## EXERCISE PROMPT
Write down each of the rows below word for word.

[begin RECORDS TO PROCESS]

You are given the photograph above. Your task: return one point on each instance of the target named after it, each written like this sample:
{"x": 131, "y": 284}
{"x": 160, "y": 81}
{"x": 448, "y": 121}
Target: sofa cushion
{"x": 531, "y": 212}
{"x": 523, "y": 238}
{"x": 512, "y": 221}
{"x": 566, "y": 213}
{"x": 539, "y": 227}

[end RECORDS TO PROCESS]

## RESULT OF THE TASK
You are given the photograph above. Your task: return one point on each instance of the target named after it, each written like this sample:
{"x": 131, "y": 284}
{"x": 160, "y": 81}
{"x": 448, "y": 121}
Target: sofa cushion
{"x": 531, "y": 212}
{"x": 523, "y": 238}
{"x": 512, "y": 221}
{"x": 566, "y": 213}
{"x": 539, "y": 227}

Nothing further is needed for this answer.